··· EXTRACTED TEXT
On the one hand, it's impressive that they've apparently built a general-purpose LLM interface for this. On the other hand, even before considering LLM limitations, trying to define app behavior of any complexity using plain language is a great way to get a buggy and inconsistent mess.
Yes, even when we get designs that passed multiple rounds of user interviews, even after developers went over them and approved and estimated work, we still end up finding undefined behaviors while coding it.
We would need AGI-level AI to code software from English and not produce buggy mess.
On the other hand, current top LLMs are pretty great at writing chunks of code if you specify exactly what you want. I am personally impressed with Claude 3.5.
I would also find developers who could take the slightest vague term, misunderstand it in a 'technically correct' but to everyone else, outrageous way.
To counter this I used to hold short meetings with them every single morning to pull them back into line! We also shortened every build into bite sized chunks so the humans could check they didn't go off-piste. We called this Agile.
······
TASKS:
1 – In the forum thread on coding with LLMs, which model does one commenter say they are personally impressed with?
2 – Please copy the forum thread on coding with LLMs, starting at "Yes, even when" and ending at "while coding it.", with "user interviews" changed to "usability tests".
3 – Write the next part of the forum thread on coding with LLMs, picking up after its final sentence.
··· EXTRACTED ENTRIES
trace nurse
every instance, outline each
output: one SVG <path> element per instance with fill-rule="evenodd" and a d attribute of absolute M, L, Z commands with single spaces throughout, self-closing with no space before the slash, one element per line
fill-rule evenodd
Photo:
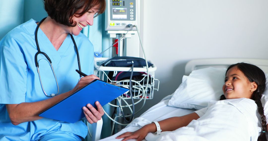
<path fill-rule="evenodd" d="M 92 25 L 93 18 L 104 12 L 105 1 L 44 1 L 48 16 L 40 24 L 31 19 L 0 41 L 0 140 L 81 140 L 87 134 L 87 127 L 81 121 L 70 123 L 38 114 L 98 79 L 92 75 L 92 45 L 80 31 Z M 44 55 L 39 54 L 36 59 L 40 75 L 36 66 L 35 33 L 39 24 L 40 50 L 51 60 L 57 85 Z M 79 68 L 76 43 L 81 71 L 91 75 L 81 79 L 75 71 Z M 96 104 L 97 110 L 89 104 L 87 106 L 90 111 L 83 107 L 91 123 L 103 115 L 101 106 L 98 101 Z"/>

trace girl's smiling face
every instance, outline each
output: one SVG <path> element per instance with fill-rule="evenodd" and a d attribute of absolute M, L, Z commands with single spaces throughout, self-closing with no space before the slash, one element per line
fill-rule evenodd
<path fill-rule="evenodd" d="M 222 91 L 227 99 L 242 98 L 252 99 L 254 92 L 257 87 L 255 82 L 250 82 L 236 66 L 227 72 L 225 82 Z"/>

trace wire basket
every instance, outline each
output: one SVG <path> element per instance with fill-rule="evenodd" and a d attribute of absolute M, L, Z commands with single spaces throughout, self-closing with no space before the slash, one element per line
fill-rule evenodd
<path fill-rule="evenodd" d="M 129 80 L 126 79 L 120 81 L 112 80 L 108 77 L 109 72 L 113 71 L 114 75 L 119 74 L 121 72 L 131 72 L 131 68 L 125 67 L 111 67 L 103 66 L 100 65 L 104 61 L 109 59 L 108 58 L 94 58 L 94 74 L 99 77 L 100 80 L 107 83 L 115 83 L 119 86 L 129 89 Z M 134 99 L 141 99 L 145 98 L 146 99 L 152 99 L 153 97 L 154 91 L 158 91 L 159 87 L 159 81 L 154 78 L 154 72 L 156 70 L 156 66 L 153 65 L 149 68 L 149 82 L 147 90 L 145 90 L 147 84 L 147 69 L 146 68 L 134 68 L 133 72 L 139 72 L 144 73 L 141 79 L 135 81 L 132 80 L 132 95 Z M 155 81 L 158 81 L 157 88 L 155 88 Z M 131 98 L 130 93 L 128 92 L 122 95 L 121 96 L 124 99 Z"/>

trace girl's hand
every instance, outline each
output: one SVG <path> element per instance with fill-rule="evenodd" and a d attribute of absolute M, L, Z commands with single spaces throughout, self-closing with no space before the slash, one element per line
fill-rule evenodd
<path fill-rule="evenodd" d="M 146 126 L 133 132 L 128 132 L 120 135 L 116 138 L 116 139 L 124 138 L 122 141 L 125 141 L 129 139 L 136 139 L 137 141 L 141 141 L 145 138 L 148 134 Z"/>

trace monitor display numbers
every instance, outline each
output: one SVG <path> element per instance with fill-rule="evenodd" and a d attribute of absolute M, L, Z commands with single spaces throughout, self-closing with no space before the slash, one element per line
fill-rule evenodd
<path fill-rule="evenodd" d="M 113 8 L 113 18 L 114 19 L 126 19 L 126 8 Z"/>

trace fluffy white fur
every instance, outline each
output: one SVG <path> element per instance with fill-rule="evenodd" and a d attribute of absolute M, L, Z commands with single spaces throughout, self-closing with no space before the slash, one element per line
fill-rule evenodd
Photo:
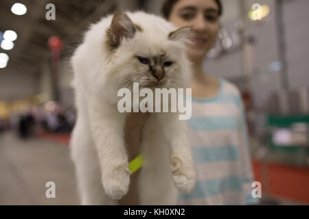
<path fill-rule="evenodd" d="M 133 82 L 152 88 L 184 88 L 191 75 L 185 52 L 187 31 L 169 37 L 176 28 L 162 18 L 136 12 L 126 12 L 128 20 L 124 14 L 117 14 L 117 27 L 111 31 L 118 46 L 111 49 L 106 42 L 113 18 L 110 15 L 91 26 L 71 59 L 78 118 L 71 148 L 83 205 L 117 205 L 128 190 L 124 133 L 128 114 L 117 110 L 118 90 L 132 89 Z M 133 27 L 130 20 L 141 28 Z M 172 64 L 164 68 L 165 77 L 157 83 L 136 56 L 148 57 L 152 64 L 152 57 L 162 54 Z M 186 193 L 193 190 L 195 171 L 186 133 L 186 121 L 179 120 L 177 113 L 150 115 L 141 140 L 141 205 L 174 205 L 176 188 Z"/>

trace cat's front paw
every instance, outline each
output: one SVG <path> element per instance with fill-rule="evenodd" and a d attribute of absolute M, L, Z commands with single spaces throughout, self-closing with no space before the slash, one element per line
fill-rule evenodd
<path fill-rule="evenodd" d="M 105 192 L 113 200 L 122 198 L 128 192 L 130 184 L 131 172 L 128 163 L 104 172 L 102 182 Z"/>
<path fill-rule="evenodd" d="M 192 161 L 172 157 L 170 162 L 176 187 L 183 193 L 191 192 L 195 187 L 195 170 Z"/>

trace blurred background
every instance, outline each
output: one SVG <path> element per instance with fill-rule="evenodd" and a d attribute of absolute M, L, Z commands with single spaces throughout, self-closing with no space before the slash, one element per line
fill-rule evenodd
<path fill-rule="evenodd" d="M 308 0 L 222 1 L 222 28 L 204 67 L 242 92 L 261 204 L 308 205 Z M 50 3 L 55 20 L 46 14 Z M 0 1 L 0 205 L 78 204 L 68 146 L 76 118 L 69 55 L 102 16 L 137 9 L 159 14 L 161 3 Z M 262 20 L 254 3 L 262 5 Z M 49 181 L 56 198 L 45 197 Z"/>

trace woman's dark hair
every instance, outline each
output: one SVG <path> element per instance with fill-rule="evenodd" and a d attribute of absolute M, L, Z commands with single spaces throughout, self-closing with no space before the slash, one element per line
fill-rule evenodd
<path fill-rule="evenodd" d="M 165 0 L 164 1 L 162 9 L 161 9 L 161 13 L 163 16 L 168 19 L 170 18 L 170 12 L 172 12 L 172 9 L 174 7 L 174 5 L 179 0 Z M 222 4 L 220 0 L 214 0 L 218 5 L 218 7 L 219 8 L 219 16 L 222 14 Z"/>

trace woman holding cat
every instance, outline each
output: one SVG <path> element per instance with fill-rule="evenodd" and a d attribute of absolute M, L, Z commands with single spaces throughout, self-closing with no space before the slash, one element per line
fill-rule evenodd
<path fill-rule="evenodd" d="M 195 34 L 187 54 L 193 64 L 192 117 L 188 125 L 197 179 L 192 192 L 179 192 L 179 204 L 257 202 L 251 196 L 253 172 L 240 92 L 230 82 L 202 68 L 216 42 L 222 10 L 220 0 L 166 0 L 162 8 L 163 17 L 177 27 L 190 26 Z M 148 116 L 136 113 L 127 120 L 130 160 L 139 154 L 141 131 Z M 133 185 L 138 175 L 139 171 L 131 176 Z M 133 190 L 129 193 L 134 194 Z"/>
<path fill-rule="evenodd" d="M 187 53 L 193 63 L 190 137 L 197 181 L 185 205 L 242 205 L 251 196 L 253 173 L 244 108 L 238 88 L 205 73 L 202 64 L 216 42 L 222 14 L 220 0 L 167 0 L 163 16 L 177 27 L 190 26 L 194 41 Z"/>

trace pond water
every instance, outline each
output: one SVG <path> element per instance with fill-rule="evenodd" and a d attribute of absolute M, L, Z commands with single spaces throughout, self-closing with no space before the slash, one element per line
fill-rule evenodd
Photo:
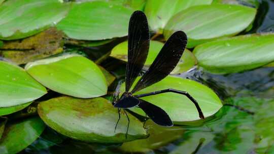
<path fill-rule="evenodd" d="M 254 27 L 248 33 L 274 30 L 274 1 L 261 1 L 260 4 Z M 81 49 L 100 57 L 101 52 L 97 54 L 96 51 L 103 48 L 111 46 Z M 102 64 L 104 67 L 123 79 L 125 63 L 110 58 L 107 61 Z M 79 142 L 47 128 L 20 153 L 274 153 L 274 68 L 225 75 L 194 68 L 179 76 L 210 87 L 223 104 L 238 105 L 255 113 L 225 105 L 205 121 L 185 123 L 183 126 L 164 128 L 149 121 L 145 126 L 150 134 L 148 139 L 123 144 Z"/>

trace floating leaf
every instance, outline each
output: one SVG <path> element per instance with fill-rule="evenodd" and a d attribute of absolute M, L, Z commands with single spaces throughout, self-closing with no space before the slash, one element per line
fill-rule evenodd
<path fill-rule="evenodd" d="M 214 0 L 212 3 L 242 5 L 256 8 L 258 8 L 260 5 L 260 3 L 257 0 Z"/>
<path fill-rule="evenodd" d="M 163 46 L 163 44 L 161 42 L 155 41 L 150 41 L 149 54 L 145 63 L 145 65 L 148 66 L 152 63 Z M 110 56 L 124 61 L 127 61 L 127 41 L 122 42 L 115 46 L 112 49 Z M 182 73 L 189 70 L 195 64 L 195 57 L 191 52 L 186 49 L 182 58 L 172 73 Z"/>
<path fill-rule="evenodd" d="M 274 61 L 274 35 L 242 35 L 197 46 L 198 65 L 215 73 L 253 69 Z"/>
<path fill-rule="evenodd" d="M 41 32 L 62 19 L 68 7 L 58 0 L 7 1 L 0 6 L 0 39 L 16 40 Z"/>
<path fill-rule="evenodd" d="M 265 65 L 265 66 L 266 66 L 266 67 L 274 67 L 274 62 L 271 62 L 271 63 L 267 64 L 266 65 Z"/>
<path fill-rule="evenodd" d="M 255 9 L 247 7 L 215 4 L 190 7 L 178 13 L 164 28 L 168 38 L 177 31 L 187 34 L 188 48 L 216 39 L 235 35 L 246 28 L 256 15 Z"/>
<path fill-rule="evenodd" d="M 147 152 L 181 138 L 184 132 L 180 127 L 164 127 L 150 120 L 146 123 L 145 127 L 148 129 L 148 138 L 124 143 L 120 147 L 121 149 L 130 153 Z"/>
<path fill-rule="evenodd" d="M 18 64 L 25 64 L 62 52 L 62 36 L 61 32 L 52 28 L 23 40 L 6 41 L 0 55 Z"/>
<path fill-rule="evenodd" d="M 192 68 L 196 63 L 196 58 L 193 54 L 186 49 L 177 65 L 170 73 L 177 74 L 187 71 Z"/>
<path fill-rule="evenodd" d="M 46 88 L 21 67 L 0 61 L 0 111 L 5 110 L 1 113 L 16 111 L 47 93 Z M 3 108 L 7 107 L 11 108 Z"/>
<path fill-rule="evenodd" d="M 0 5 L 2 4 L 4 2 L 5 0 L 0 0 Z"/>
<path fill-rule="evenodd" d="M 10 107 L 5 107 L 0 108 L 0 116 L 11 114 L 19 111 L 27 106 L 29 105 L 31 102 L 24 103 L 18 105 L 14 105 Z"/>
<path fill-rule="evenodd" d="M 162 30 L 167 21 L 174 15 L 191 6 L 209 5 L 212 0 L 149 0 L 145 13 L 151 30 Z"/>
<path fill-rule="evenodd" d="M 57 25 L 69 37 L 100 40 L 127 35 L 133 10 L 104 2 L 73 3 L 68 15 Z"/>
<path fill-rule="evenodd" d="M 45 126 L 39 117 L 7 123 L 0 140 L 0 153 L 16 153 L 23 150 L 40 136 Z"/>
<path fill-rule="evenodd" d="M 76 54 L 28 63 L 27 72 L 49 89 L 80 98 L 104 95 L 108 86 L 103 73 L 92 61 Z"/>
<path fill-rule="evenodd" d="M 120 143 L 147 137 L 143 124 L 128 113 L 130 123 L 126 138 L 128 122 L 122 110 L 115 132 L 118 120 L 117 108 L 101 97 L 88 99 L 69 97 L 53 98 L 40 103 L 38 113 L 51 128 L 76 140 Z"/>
······
ANSWERS TO THE EXERCISES:
1 – Claude 3.5.

2 –
Yes, even when we get designs that passed multiple rounds of usability tests, even after developers went over them and approved and estimated work, we still end up finding undefined behaviors while coding it.

3 –
Poor communication between humans is seemingly insoluble. Perhaps a computer misunderstanding you in real time so you can correct is the best solution?
Exactly. Even when building websites for clients they often ask for mututally incompatible things within the same sentence, and there's often hidden complexity buried in the most innocuous-sounding sentences.
Indeed. This one reason why when humans describe what they want from their software, developers build something entirely different from what was requested.
I feel like syntax actually helps in writing unambiguous logic. Doing away with syntax and writing in plain English might sound nice to someone who is just starting to learn how to program and it's tired of not understanding syntax, but I feel like doing away with syntax is really doing a disservice to any actual application development.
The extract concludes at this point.